# Directions for this task
The expected answer is the data below, retyped exactly.
--- Source information Enclosed Below ---
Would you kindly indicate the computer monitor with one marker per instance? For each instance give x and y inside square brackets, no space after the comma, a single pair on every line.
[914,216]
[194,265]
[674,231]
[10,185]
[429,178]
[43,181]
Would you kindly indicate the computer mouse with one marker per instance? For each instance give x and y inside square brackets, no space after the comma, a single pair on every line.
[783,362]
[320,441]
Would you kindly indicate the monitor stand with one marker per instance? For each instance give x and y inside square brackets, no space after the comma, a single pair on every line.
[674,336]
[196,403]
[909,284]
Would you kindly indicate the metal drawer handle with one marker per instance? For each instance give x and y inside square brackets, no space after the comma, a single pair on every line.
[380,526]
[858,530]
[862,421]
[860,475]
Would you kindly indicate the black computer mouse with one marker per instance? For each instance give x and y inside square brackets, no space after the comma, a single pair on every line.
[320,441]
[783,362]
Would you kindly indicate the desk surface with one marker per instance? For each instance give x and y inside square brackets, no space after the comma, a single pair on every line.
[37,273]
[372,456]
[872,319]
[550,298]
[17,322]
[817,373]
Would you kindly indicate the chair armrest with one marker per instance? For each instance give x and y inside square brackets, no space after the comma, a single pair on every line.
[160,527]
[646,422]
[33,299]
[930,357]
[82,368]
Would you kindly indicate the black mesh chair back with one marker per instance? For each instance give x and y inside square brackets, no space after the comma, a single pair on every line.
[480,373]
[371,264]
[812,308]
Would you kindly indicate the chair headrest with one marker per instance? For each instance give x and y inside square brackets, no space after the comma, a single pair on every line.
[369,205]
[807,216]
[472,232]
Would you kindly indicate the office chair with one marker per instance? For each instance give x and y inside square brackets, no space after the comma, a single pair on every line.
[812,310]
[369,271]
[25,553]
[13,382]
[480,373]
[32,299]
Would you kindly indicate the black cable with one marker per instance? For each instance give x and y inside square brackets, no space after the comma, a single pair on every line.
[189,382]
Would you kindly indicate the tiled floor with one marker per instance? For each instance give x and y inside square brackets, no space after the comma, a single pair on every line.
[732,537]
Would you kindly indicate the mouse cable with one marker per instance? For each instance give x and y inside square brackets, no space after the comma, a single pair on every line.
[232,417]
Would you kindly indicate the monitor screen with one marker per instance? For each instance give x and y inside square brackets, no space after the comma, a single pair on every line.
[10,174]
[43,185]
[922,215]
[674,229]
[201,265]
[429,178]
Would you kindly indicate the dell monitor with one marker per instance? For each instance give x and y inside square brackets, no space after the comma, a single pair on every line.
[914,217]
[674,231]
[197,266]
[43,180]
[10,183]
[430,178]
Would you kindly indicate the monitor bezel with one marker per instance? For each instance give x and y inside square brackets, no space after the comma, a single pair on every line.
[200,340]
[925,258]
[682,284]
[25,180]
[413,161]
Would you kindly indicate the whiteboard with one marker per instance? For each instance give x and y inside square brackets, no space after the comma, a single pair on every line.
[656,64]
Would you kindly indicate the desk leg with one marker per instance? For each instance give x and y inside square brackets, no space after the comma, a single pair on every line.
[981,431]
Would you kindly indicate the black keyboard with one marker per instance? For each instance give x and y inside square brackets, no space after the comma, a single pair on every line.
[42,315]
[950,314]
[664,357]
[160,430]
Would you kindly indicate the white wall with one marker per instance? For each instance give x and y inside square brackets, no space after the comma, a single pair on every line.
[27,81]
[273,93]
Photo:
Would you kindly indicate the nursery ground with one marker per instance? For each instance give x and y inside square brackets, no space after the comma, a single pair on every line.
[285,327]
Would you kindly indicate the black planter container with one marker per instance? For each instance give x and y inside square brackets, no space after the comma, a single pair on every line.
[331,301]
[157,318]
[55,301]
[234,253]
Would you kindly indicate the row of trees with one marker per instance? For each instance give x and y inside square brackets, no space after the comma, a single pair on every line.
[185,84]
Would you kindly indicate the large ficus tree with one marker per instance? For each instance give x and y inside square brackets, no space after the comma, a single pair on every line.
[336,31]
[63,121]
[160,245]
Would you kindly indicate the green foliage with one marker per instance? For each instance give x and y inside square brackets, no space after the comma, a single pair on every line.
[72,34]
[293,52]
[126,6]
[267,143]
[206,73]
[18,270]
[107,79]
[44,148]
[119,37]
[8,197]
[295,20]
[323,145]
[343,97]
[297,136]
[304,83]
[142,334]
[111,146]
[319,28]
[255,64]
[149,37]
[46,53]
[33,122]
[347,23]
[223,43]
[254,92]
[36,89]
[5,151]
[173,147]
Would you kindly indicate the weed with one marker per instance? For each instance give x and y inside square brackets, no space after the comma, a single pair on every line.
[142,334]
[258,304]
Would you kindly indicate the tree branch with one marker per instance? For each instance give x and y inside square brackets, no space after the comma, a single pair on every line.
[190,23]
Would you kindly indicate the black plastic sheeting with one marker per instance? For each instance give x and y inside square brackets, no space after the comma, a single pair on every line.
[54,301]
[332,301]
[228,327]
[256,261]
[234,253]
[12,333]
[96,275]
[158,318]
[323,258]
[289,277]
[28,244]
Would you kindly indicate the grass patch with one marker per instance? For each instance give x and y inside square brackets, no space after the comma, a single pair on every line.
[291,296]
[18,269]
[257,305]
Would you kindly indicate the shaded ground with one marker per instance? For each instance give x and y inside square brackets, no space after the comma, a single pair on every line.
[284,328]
--- End of Enclosed Source information ---
# Solution to this exercise
Would you kindly indicate the computer monitor with one marker per instance? For each instance give x and y inside square brackets, no space after the comma, a single pair on every line.
[914,216]
[194,265]
[674,231]
[10,185]
[429,178]
[43,181]
Would you kindly indicate the computer mouse with one marker per instance? For each instance give x and y inside square brackets, no space after the comma, a single pair on every line.
[783,362]
[320,441]
Would you kindly indicate the monitor stand with one marker per instance? For each instance give x and y inside square brackets, no space after the comma, a single pair on every line.
[674,336]
[196,403]
[909,284]
Would you kindly indicate the metal drawer handle with one marker per instance? For each instance give x and y inside square brackets, no space after the comma, a single pair on every line.
[380,526]
[858,530]
[862,421]
[860,475]
Would you kindly indicate the black computer mouse with one marker per instance? For each instance give x and y inside square brackets, no space after the comma, a single pair on every line.
[320,441]
[783,362]
Would you kindly indicate the desk surface with one marker per instance? For each instance give x and y inside square brackets, no space after the comma, a single pair on every line.
[37,273]
[372,456]
[872,319]
[550,298]
[17,322]
[817,373]
Would you kindly indicate the chair armrest with one marker per instance? For each instance give x and y inside square brackets, no space after the comma, a single pair on every line.
[160,527]
[646,422]
[33,299]
[930,357]
[82,368]
Would you kindly indicate the black mesh chair back with one marker per instance? For each instance give x and y inside square brackets, no space after the comma, a single pair on every line.
[480,373]
[371,264]
[812,308]
Would you kindly indicate the chair headrest with one marker per instance? For each instance give x and y inside square brackets, no space after the comma, a single pair on every line.
[369,205]
[807,216]
[472,232]
Would you kindly indicate the office chair with one marker per instance? For each instance give x and y inside square brackets, no space after the comma, a single pair on every line.
[812,310]
[369,271]
[25,553]
[13,382]
[480,373]
[32,299]
Would you kindly indicate the black cable with one marker per instance? For each instance give x and y inside square brackets, no space after the comma, a single pair on every line.
[189,382]
Would you kindly indicate the tiled floor with one marker per instance? For each instance give x and y inside square brackets, no space after the comma, a single pair on every line.
[732,537]
Would you kindly indicate the mouse cable with one marker per instance? For each instance give x and y inside square brackets, no space after the comma, a single pair on every line.
[232,417]
Would you kindly indicate the monitor screen with one marker per instance? For each instance give x and y inside square brackets, no space after the comma, a single pair on every line.
[10,174]
[43,185]
[922,215]
[674,229]
[201,265]
[429,178]
Would you kindly indicate the dell monitor with one marker per instance? For each instance give x and y inside square brackets, no space after the comma, a single pair on every line.
[914,217]
[674,231]
[197,266]
[43,180]
[10,183]
[430,178]
Would you kindly indicate the monitor bezel with one marker per instance? For each instance give x and y inside square brackets, no space after the comma, a single pair on every line.
[200,340]
[925,258]
[682,284]
[25,180]
[413,161]
Would you kindly indicate the whiteboard with one marker per instance? For each instance give x and y inside square brackets, no space after the comma, a single pair on every line.
[656,64]
Would you kindly indicate the desk leg with one marker per instance? For each instance give x and y inside square brackets, no space after the comma, a single pair on every line.
[981,431]
Would you kindly indicate the black keyboard with one marker per instance? For each instance give x and y inside square brackets, no space after the comma, a single pair on every line.
[42,315]
[950,314]
[664,357]
[160,430]
Would you kindly indicate the white wall with one marker per instance? For each instance give x and y inside square brackets, no space after the comma, a single pair on every line.
[27,81]
[273,93]
Photo:
Would you kindly indicate the nursery ground with one marker per instance? For each instance give x and y inside square brackets, no space after the comma, a single pair on every line.
[285,327]
Would you kindly indicate the black planter container with one marker per instance? For each instance give x and y inside square brackets, no space after the comma, a single pair on every line.
[331,301]
[157,318]
[55,301]
[234,253]
Would you kindly indicate the row of trees with one marker per instance? For each instance give x and y inside square brackets, no space after the comma, a single pair on every line.
[185,84]
Would you kindly indicate the large ficus tree with one marker per instance? For each instance give x and y inside square brackets, no space after the comma, a single pair on every line.
[336,31]
[63,121]
[160,245]
Would you kindly indicate the green foliage with one marker per instance? For each instance give x and y inside square brackets, no space after the comma, a single pair on every line.
[72,34]
[293,52]
[126,6]
[267,143]
[206,73]
[18,270]
[107,79]
[44,148]
[119,37]
[8,197]
[295,20]
[323,145]
[343,97]
[297,136]
[304,83]
[142,334]
[111,146]
[319,28]
[255,64]
[149,37]
[46,53]
[33,122]
[347,23]
[223,43]
[254,92]
[36,89]
[5,151]
[173,147]
Would you kindly indicate the weed with one marker per instance? For each instance give x and y inside square brackets, no space after the comma, a single pair on every line.
[142,334]
[258,304]
Would you kindly indicate the tree branch with one marker per instance? For each instance give x and y inside square brackets, no space after the comma, a single pair on every line.
[190,23]
Would you kindly indicate the black plastic sheeting with one marker per instance? For each instance give x and y inside square brackets, no space after the comma, a single pair on every line.
[54,301]
[332,301]
[228,327]
[256,261]
[234,253]
[12,333]
[96,275]
[158,318]
[323,258]
[289,277]
[28,244]
Would you kindly indicate the grass patch with one marker per instance? For each instance give x and y inside square brackets, no space after the comma, a single pair on every line.
[291,296]
[18,269]
[257,305]
Would you kindly indicate the shaded ground with one marker per instance? For each instance give x and y inside square brackets, no space after the comma, a single pair on every line.
[284,328]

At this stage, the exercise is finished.